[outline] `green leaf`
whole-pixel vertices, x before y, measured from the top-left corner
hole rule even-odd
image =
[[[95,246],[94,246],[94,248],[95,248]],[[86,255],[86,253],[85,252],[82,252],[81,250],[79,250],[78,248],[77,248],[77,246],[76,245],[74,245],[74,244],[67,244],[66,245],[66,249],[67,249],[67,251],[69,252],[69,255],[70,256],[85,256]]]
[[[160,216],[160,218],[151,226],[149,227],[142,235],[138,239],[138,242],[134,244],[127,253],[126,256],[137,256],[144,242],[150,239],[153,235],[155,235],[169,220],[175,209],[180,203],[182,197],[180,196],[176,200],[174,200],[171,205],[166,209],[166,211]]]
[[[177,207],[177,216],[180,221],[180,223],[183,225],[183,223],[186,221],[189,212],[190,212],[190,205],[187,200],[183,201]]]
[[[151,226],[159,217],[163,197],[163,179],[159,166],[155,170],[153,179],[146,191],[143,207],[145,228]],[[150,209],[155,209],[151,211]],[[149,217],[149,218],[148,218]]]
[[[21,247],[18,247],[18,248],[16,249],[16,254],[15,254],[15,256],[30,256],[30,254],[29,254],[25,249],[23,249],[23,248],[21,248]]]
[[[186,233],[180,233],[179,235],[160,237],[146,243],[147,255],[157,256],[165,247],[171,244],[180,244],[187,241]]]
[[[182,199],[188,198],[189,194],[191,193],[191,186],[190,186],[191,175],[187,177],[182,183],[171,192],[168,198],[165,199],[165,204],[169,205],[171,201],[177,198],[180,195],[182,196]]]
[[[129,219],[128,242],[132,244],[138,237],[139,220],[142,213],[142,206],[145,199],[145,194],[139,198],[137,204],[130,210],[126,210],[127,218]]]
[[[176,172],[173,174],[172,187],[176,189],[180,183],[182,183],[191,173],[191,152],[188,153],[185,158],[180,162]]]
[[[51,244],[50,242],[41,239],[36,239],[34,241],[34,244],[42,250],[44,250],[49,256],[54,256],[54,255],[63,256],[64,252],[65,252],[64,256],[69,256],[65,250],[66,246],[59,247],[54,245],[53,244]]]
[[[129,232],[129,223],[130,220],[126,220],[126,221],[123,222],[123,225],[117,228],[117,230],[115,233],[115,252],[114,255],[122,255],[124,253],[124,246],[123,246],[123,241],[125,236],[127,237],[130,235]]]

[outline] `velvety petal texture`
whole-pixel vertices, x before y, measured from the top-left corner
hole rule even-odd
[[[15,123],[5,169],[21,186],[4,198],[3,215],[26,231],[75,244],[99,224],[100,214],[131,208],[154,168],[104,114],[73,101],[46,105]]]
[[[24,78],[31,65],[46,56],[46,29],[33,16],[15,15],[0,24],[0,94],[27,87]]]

⁂

TO BE DONE: Write out all the entries exactly.

WORKED ANSWER:
[outline] `green leaf`
whole-pixel vertices, x before y, measured from the top-left corner
hole rule even-odd
image =
[[[95,246],[94,246],[94,248],[95,248]],[[86,255],[86,253],[85,252],[82,252],[81,250],[79,250],[78,248],[77,248],[77,246],[76,245],[74,245],[74,244],[67,244],[66,245],[66,249],[67,249],[67,251],[69,252],[69,255],[70,256],[85,256]]]
[[[160,216],[160,218],[151,226],[149,227],[142,235],[138,239],[138,242],[134,244],[127,253],[126,256],[137,256],[144,242],[150,239],[153,235],[155,235],[169,220],[175,209],[180,203],[182,197],[180,196],[176,200],[174,200],[171,205],[166,209],[166,211]]]
[[[177,207],[177,216],[180,221],[180,223],[183,225],[183,223],[186,221],[189,212],[190,212],[190,205],[187,200],[183,201]]]
[[[151,226],[159,217],[163,197],[163,179],[159,166],[155,170],[153,179],[146,191],[143,207],[145,228]],[[150,209],[155,209],[151,211]],[[149,217],[149,218],[148,218]]]
[[[21,247],[18,247],[18,248],[16,249],[16,254],[15,254],[15,256],[30,256],[30,254],[29,254],[25,249],[23,249],[23,248],[21,248]]]
[[[186,233],[180,233],[179,235],[160,237],[146,243],[147,255],[157,256],[165,247],[171,244],[180,244],[187,241]]]
[[[182,199],[188,198],[189,194],[191,193],[191,186],[190,186],[191,175],[187,177],[182,183],[171,192],[168,198],[165,199],[165,204],[169,205],[171,201],[177,198],[180,195],[182,196]]]
[[[129,219],[128,242],[132,244],[138,237],[139,220],[142,213],[142,206],[145,199],[145,194],[139,198],[137,204],[130,210],[126,210],[127,218]]]
[[[176,172],[173,174],[172,187],[176,189],[180,183],[182,183],[191,173],[191,152],[188,153],[185,158],[180,162]]]
[[[51,244],[50,242],[41,239],[36,239],[34,241],[34,244],[42,250],[44,250],[49,256],[54,256],[54,255],[63,256],[64,252],[65,252],[64,256],[69,256],[65,250],[66,246],[59,247],[54,245],[53,244]]]
[[[129,232],[129,223],[130,220],[126,220],[126,221],[123,222],[123,225],[117,228],[117,230],[115,233],[115,252],[114,255],[122,255],[124,253],[124,246],[123,246],[123,241],[125,236],[127,237],[130,235]]]

[outline] `velvety petal texture`
whole-pixel vertices, x before y, measured from the top-left corner
hole rule even-odd
[[[15,123],[5,169],[21,186],[4,198],[3,215],[26,231],[75,244],[99,224],[100,214],[131,208],[154,168],[104,114],[73,101],[46,105]]]
[[[24,78],[31,65],[46,56],[46,29],[33,16],[15,15],[0,24],[0,94],[27,87]]]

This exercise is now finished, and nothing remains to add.